--- START ---

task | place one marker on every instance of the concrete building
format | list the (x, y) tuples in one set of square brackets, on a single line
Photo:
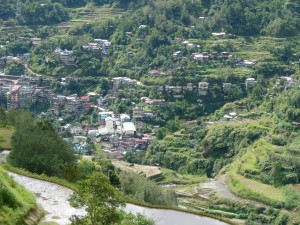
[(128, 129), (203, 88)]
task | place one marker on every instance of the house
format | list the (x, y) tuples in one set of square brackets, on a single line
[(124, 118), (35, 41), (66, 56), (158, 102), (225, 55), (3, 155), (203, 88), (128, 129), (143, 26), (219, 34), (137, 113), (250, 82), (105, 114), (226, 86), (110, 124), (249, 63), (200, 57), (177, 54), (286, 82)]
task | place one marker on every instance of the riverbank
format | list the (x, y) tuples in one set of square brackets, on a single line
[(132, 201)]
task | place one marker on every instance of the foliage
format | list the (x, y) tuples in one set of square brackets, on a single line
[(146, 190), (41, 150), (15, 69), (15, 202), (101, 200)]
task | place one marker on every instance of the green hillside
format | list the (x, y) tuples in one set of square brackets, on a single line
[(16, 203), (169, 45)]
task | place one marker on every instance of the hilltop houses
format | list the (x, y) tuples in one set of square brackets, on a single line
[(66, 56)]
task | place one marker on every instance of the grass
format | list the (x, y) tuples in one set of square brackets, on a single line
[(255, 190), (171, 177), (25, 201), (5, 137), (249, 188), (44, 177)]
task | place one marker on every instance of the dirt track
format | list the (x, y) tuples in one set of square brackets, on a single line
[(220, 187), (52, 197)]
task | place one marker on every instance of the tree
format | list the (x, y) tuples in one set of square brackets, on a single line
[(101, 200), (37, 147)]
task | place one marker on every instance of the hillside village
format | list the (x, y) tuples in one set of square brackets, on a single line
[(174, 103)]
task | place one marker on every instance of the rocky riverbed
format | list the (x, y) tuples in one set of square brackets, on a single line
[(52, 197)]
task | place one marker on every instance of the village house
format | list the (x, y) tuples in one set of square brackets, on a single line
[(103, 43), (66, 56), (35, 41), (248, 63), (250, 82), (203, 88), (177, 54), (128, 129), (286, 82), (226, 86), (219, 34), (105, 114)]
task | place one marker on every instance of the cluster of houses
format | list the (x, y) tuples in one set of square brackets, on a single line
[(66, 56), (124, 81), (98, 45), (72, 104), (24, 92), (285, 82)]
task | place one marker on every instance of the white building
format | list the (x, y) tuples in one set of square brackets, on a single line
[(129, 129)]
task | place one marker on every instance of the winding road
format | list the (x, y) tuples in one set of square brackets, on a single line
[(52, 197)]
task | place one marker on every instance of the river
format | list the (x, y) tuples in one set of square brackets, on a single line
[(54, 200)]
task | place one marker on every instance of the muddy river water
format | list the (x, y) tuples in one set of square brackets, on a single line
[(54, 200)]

--- END ---
--- START ---

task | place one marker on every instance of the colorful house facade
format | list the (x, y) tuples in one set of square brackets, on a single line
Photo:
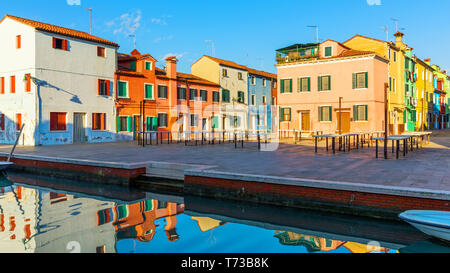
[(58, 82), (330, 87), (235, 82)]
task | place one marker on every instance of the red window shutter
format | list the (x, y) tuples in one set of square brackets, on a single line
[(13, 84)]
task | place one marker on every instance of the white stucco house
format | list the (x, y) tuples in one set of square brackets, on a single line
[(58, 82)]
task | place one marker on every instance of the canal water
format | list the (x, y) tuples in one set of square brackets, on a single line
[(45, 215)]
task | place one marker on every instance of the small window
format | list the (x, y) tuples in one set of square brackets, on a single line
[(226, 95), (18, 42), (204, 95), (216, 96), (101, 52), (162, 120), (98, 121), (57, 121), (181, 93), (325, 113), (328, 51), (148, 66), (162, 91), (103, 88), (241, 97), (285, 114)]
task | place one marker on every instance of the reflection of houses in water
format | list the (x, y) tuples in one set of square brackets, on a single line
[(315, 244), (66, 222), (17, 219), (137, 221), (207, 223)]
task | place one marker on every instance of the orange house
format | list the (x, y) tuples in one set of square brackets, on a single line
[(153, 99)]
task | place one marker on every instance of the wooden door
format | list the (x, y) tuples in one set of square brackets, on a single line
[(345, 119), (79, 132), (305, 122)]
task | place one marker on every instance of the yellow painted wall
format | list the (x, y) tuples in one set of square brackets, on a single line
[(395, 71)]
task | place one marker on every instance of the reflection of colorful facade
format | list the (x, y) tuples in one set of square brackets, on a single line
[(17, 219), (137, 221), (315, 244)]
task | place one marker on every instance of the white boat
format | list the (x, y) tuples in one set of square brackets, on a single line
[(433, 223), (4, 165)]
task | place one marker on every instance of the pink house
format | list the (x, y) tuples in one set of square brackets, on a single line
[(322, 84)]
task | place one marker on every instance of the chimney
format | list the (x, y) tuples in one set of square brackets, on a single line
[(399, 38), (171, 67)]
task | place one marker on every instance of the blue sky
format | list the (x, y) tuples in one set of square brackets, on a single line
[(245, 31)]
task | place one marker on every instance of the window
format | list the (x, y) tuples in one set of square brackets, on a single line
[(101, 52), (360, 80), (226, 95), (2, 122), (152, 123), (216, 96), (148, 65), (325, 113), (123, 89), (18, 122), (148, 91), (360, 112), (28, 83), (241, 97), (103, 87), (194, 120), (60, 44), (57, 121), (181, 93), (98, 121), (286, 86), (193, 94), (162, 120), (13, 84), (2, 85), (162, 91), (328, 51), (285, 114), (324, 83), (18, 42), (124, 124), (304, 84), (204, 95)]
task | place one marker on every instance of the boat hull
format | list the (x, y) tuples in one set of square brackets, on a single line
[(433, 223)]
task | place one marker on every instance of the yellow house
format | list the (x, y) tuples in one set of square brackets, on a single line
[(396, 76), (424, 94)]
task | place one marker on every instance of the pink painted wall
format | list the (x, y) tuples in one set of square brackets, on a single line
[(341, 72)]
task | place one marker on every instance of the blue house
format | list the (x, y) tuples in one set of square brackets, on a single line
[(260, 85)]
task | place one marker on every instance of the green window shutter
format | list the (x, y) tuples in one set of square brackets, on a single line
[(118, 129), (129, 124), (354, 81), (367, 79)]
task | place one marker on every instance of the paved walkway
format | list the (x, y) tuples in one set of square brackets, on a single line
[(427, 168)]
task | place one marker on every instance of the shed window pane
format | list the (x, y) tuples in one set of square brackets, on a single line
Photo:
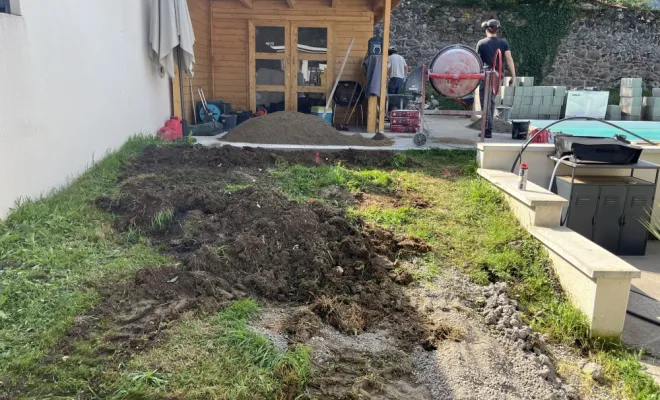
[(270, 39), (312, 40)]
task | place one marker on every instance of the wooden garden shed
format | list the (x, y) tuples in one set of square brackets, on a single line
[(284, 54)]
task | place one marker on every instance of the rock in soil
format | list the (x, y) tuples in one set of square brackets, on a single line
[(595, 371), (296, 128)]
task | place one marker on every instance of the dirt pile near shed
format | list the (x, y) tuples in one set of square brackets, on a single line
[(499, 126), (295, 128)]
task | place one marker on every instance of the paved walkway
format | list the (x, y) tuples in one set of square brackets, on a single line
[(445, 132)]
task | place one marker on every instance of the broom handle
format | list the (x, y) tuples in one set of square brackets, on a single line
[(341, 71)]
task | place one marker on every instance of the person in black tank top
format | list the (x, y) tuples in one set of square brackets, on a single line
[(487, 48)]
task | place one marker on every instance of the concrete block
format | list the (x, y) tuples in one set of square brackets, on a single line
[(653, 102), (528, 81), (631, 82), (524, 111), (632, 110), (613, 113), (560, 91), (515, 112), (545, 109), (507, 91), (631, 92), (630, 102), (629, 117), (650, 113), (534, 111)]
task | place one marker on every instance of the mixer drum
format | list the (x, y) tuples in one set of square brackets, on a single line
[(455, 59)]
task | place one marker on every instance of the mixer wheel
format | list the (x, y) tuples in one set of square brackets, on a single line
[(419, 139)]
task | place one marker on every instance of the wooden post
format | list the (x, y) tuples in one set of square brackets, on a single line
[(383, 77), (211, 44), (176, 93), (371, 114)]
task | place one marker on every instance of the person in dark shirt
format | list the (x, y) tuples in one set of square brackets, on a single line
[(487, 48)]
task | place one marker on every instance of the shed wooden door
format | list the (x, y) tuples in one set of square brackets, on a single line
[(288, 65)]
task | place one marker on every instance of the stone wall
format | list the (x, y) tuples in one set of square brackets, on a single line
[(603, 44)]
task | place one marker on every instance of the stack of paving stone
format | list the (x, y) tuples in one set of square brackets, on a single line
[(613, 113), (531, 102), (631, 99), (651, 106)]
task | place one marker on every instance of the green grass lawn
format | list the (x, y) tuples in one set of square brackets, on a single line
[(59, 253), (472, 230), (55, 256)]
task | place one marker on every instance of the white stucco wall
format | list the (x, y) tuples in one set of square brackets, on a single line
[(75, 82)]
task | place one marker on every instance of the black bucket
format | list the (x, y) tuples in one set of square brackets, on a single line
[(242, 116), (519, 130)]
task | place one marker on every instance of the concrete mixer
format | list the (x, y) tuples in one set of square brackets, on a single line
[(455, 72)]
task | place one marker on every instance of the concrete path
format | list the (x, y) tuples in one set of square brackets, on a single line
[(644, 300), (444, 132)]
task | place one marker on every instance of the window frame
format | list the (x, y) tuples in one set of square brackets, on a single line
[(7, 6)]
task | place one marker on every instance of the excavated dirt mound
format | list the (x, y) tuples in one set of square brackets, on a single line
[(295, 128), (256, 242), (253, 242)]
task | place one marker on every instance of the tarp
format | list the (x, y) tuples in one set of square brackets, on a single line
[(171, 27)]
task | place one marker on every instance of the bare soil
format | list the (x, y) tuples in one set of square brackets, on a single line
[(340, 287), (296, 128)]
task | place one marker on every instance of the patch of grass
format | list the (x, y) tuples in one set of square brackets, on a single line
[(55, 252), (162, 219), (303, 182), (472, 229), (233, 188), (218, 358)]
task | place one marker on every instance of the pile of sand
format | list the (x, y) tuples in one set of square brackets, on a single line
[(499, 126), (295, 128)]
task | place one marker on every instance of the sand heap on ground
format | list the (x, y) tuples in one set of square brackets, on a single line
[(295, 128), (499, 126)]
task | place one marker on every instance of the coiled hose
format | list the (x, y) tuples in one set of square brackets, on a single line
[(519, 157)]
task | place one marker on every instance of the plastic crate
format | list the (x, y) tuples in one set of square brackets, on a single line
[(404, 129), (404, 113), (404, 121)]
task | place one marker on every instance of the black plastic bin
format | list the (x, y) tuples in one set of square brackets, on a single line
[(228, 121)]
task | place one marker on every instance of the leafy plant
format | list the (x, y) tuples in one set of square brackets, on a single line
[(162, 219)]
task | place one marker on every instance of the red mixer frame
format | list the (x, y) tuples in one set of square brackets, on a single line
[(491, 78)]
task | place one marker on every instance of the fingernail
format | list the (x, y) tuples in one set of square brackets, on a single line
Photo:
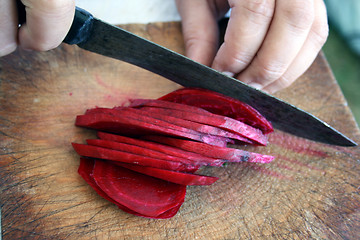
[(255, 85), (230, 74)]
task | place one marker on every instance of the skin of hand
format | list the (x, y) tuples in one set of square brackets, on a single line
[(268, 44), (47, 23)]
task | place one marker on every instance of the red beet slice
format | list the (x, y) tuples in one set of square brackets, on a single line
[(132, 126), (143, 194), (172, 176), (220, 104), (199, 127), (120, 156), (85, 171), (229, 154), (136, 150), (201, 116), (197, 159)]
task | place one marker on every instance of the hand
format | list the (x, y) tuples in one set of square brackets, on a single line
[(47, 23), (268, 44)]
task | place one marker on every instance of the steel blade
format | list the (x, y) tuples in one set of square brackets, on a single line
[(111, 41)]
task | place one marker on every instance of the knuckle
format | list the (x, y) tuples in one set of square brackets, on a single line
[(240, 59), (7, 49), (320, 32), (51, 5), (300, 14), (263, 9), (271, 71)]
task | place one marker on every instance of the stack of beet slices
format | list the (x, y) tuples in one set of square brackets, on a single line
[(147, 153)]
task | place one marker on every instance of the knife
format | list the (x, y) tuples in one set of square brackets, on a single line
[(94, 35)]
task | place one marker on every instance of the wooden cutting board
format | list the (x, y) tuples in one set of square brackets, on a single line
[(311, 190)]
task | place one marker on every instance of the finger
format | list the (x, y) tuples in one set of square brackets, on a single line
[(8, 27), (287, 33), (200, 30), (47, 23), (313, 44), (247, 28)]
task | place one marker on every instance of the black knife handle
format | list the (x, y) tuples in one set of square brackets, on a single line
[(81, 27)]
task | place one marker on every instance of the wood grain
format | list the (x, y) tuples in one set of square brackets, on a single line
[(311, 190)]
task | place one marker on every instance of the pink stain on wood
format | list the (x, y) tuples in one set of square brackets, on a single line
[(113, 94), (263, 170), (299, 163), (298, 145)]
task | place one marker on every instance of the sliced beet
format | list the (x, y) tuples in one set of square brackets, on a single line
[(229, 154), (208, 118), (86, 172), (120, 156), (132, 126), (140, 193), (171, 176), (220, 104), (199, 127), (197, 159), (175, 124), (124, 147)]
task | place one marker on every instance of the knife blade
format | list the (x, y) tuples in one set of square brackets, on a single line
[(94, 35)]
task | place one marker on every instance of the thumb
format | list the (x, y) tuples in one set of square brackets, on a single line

--- END ---

Can you give the items from the line with "task | place one marker on every instance of the village" to the line with "92), (285, 82)]" again, swapping "marker" for "point" and leaving everything else unchanged?

task | place one point on every instance of the village house
format | list the (x, y) tuples in one set of square brackets, on a single line
[(103, 43), (66, 56), (35, 41), (248, 63), (250, 82), (203, 88), (177, 54), (128, 129), (286, 82), (226, 86), (219, 34), (105, 114)]
task | place one point on every instance of the cluster of houses
format | list the (x, y) tuples in one set of square brackets, on a single line
[(66, 56), (124, 81), (98, 45), (72, 104), (24, 92), (285, 82)]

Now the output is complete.